__Task brief__
Please reproduce, character for character, the lines running from the one containing "as in (771,424)" through the final line below, both ends included, and nothing else.

** start of Rows **

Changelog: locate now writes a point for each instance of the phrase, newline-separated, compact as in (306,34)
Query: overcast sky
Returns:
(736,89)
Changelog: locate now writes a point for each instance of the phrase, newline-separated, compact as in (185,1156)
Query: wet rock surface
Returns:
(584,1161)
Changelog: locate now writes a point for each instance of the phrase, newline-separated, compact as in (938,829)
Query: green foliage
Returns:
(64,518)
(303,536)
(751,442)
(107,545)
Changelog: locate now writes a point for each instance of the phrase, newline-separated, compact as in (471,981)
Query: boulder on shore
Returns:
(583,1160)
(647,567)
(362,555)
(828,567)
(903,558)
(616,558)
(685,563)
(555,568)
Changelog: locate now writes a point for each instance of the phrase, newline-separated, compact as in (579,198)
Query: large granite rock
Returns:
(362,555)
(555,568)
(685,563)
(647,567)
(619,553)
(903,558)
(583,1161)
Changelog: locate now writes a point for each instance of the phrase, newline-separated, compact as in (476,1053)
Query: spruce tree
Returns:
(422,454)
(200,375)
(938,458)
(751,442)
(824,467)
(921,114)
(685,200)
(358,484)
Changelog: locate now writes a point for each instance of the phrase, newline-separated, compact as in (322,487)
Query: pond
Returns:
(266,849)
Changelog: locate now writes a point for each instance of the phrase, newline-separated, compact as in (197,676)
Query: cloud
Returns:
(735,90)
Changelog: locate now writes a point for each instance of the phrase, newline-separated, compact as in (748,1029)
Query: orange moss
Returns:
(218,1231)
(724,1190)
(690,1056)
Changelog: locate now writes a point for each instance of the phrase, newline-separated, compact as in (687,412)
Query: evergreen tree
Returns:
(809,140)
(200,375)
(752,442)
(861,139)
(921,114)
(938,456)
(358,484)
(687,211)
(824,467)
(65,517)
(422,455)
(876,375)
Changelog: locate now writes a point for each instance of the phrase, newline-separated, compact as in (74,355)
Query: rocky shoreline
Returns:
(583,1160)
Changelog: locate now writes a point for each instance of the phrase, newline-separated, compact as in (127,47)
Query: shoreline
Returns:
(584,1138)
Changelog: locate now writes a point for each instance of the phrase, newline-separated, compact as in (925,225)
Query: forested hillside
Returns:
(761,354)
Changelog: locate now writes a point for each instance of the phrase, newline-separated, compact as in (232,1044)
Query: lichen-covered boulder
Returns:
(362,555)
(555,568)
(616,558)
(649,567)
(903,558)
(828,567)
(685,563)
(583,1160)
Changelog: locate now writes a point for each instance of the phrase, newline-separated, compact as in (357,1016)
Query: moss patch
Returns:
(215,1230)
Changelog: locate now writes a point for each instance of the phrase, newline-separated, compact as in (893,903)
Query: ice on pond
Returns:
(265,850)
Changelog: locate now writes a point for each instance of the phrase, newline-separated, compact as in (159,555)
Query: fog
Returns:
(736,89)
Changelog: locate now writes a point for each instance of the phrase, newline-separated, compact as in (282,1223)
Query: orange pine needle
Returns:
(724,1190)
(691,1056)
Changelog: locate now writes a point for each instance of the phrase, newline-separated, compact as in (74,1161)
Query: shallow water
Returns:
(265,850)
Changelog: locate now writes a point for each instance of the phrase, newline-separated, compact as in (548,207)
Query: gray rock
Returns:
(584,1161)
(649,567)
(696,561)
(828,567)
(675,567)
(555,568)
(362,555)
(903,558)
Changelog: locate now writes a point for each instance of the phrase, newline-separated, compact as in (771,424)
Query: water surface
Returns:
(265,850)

** end of Rows **

__Written response__
Changelog: locate now writes a point for each instance of the phrase, newline-separated, compact as in (771,424)
Query: water surface
Returns:
(265,850)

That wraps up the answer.